[Records]
--------------------

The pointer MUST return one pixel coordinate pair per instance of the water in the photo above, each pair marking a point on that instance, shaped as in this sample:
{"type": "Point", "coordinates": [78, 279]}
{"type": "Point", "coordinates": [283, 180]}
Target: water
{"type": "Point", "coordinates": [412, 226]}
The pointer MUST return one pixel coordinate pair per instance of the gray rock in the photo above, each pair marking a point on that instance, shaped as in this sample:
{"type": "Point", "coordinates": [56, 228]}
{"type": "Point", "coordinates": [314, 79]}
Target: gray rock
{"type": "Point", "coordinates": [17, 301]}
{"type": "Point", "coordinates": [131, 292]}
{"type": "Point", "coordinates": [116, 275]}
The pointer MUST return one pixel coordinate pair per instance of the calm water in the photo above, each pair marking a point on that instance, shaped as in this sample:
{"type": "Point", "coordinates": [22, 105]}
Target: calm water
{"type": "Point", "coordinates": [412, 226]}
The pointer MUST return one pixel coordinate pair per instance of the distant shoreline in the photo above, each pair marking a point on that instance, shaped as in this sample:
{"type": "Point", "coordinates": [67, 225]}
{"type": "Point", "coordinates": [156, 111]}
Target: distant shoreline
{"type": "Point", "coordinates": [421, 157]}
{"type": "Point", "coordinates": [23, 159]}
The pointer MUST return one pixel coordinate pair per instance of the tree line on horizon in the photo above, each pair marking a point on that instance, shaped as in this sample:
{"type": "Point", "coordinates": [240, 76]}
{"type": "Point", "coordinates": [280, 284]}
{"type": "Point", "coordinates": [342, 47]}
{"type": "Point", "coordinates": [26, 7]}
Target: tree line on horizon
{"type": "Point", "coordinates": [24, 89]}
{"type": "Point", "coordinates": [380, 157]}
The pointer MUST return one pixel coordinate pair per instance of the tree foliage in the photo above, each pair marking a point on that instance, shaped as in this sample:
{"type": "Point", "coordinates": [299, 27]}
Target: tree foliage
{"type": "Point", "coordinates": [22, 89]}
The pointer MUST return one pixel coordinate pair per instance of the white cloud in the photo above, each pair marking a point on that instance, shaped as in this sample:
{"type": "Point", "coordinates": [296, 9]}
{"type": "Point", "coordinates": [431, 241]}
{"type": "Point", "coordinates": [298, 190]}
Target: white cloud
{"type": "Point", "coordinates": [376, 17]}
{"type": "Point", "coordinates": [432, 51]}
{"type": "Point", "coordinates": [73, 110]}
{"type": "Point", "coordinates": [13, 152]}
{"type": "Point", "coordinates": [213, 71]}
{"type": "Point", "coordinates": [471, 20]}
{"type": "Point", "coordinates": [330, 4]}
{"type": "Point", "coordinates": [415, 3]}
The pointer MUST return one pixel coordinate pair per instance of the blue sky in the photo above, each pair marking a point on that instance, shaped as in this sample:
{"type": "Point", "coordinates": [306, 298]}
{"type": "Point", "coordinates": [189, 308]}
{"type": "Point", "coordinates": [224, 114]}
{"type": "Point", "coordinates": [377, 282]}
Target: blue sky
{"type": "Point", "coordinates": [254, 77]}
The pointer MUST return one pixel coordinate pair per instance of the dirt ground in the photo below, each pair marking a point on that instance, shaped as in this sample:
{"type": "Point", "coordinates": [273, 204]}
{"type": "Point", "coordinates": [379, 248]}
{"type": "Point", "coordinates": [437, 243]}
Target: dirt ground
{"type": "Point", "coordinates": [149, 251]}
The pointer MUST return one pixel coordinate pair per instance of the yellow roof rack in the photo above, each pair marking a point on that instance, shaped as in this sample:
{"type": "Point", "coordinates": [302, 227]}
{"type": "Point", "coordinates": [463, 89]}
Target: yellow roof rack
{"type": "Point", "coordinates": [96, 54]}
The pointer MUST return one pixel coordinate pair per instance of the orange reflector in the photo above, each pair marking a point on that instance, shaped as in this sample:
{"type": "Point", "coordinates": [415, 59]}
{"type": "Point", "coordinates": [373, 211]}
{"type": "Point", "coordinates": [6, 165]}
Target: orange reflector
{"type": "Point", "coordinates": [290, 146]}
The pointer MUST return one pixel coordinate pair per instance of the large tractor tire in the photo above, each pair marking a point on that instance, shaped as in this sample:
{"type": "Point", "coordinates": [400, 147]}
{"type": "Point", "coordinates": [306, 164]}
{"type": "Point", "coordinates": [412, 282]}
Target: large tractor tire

--------------------

Go through the entries and repeat each one exactly.

The pointer MUST return one pixel coordinate pair per instance of the water in the photo above, each pair marking a point on that instance, shaped as in this sample:
{"type": "Point", "coordinates": [78, 279]}
{"type": "Point", "coordinates": [283, 180]}
Target: water
{"type": "Point", "coordinates": [412, 226]}
The pointer MUST return one pixel coordinate pair per instance of the gray rock in the photo above, each pair marking a point on that instance, shaped as in this sample:
{"type": "Point", "coordinates": [56, 228]}
{"type": "Point", "coordinates": [314, 79]}
Target: gray rock
{"type": "Point", "coordinates": [17, 301]}
{"type": "Point", "coordinates": [131, 292]}
{"type": "Point", "coordinates": [116, 275]}
The pointer MUST return one pixel coordinate pair per instance of the calm water in the photo above, each pair marking a point on that instance, shaped as in this sample:
{"type": "Point", "coordinates": [22, 105]}
Target: calm water
{"type": "Point", "coordinates": [412, 226]}
The pointer MUST return one pixel coordinate pair per instance of the distant shoreline in the photo above, each pair marking a point on that instance, shaped as in this sample:
{"type": "Point", "coordinates": [67, 225]}
{"type": "Point", "coordinates": [156, 111]}
Target: distant shoreline
{"type": "Point", "coordinates": [421, 157]}
{"type": "Point", "coordinates": [23, 159]}
The pointer MUST return one pixel coordinate pair per instance of the tree line on horizon in the photo above, each pair marking a point on that instance, shaped as in this sample:
{"type": "Point", "coordinates": [240, 76]}
{"type": "Point", "coordinates": [280, 284]}
{"type": "Point", "coordinates": [342, 47]}
{"type": "Point", "coordinates": [26, 7]}
Target: tree line on horizon
{"type": "Point", "coordinates": [24, 89]}
{"type": "Point", "coordinates": [380, 157]}
The pointer MUST return one pixel coordinate pair per instance of the tree foliage in the photo above, each pair marking a point on that instance, shaped as in this sample:
{"type": "Point", "coordinates": [299, 27]}
Target: tree foliage
{"type": "Point", "coordinates": [22, 89]}
The pointer MUST return one pixel coordinate pair per instance of the white cloud in the photo above, each pair marking a point on that instance, shaped as in this sample:
{"type": "Point", "coordinates": [296, 9]}
{"type": "Point", "coordinates": [431, 241]}
{"type": "Point", "coordinates": [298, 190]}
Target: white cloud
{"type": "Point", "coordinates": [376, 17]}
{"type": "Point", "coordinates": [432, 51]}
{"type": "Point", "coordinates": [73, 110]}
{"type": "Point", "coordinates": [13, 152]}
{"type": "Point", "coordinates": [213, 71]}
{"type": "Point", "coordinates": [471, 20]}
{"type": "Point", "coordinates": [330, 4]}
{"type": "Point", "coordinates": [415, 3]}
The pointer MUST return one pixel coordinate pair per instance of the blue sky in the photo above, each pair marking a point on that instance, shaped as in this sample:
{"type": "Point", "coordinates": [306, 298]}
{"type": "Point", "coordinates": [189, 308]}
{"type": "Point", "coordinates": [224, 114]}
{"type": "Point", "coordinates": [377, 282]}
Target: blue sky
{"type": "Point", "coordinates": [254, 77]}
The pointer MUST return one pixel coordinate pair per instance of the dirt ground in the photo below, each pair marking a point on that instance, shaped as in this sample:
{"type": "Point", "coordinates": [273, 204]}
{"type": "Point", "coordinates": [379, 248]}
{"type": "Point", "coordinates": [437, 243]}
Target: dirt ground
{"type": "Point", "coordinates": [149, 251]}
The pointer MUST return one pixel coordinate pair per instance of the yellow roof rack in the photo above, each pair marking a point on that instance, shaped as in this sample:
{"type": "Point", "coordinates": [302, 227]}
{"type": "Point", "coordinates": [463, 89]}
Target: yellow roof rack
{"type": "Point", "coordinates": [96, 54]}
The pointer MUST return one pixel coordinate pair per instance of the orange reflector in the photo above, each pair marking a point on that instance, shaped as in this sample:
{"type": "Point", "coordinates": [415, 59]}
{"type": "Point", "coordinates": [373, 211]}
{"type": "Point", "coordinates": [6, 165]}
Target: orange reflector
{"type": "Point", "coordinates": [290, 146]}
The pointer MUST return one pixel coordinate pair per instance of the large tractor tire in the photo above, each pair marking a point on that instance, shaped as in this sample:
{"type": "Point", "coordinates": [400, 147]}
{"type": "Point", "coordinates": [306, 164]}
{"type": "Point", "coordinates": [412, 282]}
Target: large tractor tire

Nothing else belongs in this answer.